The COBOL language was designed in the 1950s to match the capabilities of the slow, RAM-limited machines available at the time. Not to mention the lack of interactive terminals. Many aspects of the design are made to be easy to compile into straightforward machine code with no optimization needed. For instance, there are no variables. Only a single block of working storage, with names that refer to byte arrays of a specific fixed length starting at a fixed location. COBOL programs compile to efficient machine code by design.

As CPUs got faster and RAM got more plentiful, COBOL compilers did add new features like key-indexed file I/O and built-in MERGE algorithm, and support for interactive text terminals. Noawadays there is even object-oriented COBOL.

So part of the reason is that the code was portable to new CPU architectures since it was a high-level language, yet very efficient since it was designed to not use fancy features like those found in ALGOL-60, an ancestor of C. And part of the reason is that COBOL evolved to fit into newer OSes and capabilities. For instance, SQL databases are just more sophisticated forms of the simple table-oriented files that COBOL was designed to handle. Overlay linkers allowed huge COBOL programs to be written as long as the execution flow was roughly sequential. Any feature that was better done in Assembler or PL/1 or FORTRAN, could be accessed via PROCEDURE calls.

────────────────────

**What you need to do**
Continue the passage on the design and longevity of COBOL, beginning immediately after its final sentence.

Object detection data
────────────────────

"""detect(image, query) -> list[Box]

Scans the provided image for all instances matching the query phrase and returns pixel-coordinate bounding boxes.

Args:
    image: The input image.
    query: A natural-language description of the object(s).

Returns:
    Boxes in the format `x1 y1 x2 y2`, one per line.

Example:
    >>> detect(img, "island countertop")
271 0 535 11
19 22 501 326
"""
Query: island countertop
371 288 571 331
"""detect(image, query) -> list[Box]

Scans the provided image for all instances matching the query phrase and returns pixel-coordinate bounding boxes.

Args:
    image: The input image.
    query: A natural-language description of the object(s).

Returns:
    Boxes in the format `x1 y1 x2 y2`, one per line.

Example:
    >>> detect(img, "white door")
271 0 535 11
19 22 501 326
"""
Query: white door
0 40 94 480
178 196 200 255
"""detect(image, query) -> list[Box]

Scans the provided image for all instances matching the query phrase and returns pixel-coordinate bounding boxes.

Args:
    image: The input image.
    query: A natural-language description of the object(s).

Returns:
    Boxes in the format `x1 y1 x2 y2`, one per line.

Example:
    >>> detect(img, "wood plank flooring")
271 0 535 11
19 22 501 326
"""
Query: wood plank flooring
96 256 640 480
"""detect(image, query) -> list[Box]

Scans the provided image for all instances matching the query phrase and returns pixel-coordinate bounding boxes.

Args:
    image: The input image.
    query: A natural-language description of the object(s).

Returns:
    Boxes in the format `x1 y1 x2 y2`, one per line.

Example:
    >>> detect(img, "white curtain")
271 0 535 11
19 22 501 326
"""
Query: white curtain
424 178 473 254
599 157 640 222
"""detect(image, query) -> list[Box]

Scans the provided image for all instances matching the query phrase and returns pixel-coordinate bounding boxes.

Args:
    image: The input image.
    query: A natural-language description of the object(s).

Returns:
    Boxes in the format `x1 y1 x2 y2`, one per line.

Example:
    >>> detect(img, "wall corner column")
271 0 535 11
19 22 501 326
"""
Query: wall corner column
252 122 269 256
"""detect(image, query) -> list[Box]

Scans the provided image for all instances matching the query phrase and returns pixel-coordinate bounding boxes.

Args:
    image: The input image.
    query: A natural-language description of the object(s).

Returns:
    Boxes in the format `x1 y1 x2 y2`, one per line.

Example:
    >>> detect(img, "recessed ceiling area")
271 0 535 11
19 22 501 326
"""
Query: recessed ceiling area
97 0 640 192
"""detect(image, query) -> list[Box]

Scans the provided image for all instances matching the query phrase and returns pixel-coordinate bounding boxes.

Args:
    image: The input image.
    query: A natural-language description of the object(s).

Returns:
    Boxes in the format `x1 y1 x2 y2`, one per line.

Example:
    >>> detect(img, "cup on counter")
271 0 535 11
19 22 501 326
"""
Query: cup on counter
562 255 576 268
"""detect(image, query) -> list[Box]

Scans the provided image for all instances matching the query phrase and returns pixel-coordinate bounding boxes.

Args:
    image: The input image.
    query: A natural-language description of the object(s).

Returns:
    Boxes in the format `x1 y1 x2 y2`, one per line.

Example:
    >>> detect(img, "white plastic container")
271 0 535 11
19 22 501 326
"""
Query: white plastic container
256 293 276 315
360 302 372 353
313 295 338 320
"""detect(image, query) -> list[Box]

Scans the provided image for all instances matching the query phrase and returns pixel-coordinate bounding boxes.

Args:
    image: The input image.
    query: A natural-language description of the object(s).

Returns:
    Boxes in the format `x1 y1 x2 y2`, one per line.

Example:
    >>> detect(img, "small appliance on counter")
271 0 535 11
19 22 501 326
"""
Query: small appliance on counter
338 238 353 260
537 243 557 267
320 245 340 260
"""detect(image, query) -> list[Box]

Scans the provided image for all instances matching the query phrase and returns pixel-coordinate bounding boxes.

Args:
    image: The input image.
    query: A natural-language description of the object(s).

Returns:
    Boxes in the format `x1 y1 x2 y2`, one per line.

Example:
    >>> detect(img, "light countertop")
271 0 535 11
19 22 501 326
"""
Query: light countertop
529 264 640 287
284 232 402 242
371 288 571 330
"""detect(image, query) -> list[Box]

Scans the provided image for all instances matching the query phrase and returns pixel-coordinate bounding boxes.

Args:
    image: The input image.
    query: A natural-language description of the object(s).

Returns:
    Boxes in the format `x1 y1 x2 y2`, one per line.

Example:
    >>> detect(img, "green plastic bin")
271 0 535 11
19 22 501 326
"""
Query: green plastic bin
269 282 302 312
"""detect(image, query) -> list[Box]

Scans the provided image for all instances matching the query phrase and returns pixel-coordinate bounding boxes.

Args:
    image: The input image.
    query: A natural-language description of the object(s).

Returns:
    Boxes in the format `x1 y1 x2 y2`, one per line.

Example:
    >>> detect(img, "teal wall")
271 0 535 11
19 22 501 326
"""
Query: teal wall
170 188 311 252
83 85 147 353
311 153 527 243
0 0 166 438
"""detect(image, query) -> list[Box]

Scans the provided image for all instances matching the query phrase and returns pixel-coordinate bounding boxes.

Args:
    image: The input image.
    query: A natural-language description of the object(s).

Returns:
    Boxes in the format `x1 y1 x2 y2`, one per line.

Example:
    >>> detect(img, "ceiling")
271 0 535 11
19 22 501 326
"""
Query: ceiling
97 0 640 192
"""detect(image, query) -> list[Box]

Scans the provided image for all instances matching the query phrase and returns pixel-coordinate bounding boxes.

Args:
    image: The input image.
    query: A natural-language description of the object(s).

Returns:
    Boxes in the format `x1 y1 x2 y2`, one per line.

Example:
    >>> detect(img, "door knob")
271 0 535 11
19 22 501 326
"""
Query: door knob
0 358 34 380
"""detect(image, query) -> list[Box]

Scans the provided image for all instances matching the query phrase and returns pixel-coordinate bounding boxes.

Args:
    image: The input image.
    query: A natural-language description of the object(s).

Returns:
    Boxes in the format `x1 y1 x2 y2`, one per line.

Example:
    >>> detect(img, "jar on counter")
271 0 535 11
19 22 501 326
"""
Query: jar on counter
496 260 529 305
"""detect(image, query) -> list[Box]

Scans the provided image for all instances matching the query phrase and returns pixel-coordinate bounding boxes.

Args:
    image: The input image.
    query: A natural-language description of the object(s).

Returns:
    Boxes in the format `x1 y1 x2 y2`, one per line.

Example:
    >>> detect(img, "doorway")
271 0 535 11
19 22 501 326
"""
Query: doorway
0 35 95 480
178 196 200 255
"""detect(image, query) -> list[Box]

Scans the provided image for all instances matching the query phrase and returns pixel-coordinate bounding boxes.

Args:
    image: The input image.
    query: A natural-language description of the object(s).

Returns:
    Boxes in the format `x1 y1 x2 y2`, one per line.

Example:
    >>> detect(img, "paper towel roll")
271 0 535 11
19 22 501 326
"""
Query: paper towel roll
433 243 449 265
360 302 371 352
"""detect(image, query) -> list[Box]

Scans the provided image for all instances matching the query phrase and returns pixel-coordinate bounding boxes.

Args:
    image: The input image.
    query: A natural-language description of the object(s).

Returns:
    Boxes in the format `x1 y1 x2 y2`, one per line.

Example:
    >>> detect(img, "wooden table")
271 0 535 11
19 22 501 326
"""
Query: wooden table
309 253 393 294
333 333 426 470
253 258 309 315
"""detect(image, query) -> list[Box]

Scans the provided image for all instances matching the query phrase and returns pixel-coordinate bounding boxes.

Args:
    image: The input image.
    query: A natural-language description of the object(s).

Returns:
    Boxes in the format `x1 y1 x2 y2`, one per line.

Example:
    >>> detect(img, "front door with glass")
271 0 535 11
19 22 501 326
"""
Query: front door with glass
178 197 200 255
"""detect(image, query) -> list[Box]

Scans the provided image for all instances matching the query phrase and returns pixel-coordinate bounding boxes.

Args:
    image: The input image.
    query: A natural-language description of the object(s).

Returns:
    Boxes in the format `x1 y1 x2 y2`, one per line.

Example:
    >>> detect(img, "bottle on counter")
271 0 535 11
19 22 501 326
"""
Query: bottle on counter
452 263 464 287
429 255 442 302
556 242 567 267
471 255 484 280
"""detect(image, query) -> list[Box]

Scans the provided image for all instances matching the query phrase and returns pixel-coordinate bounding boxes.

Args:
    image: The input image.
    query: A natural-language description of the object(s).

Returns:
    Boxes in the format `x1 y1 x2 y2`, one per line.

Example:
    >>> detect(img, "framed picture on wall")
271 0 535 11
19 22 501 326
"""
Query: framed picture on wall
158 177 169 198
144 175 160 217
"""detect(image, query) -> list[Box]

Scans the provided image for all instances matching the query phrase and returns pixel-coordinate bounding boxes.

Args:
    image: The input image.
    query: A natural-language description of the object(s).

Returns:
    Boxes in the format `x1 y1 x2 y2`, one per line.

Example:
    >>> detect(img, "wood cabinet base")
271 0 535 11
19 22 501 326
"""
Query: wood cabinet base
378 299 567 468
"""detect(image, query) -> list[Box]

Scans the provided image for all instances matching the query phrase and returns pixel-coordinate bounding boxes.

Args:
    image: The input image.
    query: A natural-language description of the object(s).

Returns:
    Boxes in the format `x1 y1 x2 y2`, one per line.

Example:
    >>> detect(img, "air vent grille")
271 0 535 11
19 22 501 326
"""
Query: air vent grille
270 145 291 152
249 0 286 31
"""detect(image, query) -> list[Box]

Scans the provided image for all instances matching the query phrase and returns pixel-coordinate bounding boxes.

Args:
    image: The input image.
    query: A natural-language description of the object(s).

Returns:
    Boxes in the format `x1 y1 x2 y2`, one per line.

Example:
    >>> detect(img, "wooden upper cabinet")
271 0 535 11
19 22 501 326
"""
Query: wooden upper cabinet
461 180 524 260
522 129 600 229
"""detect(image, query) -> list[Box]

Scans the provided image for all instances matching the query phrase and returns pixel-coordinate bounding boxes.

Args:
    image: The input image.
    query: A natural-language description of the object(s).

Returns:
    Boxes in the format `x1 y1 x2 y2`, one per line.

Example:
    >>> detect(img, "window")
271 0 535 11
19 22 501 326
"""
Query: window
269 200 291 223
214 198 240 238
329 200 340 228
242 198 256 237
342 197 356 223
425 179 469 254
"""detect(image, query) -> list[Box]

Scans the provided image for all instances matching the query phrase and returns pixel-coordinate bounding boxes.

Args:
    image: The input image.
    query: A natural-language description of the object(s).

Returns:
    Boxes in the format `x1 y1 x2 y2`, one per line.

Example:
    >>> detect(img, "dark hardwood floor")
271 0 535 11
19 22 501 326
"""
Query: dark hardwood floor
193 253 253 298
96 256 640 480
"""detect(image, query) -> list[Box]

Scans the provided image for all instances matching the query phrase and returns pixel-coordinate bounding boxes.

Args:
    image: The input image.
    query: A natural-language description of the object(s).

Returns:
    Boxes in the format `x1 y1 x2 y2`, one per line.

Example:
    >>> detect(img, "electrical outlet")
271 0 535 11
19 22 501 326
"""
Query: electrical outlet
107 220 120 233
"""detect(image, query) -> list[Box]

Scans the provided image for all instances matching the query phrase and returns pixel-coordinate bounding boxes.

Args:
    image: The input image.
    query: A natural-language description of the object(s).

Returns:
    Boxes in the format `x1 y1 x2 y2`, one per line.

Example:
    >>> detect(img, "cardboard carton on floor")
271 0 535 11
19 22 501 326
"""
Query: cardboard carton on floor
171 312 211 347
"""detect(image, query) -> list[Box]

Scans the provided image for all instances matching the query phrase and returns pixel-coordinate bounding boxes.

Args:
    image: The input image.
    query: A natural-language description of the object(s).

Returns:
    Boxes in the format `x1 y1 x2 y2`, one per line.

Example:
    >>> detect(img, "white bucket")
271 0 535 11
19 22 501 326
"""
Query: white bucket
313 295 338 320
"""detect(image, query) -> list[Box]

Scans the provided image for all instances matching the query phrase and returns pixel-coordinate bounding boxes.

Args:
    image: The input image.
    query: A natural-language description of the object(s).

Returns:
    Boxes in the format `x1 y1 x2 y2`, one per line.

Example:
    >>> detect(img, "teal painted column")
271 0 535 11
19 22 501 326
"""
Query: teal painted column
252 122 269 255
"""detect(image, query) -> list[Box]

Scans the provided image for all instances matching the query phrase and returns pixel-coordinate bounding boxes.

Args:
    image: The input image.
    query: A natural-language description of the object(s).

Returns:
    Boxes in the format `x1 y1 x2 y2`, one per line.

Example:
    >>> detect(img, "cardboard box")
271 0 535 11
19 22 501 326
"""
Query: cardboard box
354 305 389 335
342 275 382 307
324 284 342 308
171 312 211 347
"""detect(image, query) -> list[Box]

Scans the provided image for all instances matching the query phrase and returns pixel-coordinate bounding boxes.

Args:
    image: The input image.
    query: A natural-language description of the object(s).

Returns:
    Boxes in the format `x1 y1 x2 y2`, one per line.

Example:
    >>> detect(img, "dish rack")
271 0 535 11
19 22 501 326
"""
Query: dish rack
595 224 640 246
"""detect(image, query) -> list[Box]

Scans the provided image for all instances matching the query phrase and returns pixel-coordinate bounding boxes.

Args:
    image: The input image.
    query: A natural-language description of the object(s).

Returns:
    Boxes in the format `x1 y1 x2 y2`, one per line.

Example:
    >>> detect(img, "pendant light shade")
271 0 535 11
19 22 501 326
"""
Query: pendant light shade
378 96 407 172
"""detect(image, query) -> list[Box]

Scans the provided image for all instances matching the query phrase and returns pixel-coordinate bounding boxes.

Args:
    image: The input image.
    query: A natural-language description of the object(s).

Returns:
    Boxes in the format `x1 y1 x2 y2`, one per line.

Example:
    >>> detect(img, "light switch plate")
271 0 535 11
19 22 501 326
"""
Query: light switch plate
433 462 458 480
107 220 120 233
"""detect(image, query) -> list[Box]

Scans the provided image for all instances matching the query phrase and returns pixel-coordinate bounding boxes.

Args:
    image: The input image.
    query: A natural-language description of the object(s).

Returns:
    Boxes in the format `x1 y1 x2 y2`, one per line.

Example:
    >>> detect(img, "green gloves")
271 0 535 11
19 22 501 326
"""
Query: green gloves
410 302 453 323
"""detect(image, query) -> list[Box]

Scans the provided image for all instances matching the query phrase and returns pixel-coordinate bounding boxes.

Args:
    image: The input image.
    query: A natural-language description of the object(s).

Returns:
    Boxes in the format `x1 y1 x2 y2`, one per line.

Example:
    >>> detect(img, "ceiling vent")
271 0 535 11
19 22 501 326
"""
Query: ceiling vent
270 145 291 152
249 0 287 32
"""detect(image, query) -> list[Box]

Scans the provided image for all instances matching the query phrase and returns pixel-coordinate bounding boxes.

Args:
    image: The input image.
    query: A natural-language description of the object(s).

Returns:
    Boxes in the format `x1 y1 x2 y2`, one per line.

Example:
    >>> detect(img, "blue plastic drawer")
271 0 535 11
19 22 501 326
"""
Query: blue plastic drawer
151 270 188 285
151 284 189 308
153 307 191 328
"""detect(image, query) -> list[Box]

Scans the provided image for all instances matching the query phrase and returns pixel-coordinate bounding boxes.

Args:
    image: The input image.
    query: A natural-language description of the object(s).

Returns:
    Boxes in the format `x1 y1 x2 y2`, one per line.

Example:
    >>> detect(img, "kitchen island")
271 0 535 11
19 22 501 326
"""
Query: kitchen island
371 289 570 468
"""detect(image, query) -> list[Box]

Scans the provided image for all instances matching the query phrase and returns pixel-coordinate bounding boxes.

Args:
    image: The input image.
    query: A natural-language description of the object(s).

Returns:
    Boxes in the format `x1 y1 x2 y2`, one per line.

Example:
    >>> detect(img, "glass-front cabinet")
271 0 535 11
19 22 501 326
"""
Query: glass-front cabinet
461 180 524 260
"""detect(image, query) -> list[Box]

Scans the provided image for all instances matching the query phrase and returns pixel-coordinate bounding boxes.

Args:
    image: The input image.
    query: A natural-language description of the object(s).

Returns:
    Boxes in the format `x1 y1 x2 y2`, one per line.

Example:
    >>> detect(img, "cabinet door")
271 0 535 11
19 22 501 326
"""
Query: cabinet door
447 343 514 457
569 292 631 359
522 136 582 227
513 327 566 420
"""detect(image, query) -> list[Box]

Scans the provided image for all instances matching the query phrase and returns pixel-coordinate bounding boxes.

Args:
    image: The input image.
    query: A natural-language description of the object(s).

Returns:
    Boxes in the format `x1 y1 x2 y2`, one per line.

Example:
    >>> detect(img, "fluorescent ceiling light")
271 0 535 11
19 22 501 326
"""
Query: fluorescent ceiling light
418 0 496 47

────────────────────

**Exercise answer**
The closest modern language to COBOL is Python, because you can write clean programs that almost read like English without extraneous punctuation everywhere, but you can leverage a large and sophisticated library of features rather than having to code your own all the time. Of course Python has adopted all of the features of ALGOL-60 and more, because it was designed in the modern era when you don't have to fit everything into 16k of RAM.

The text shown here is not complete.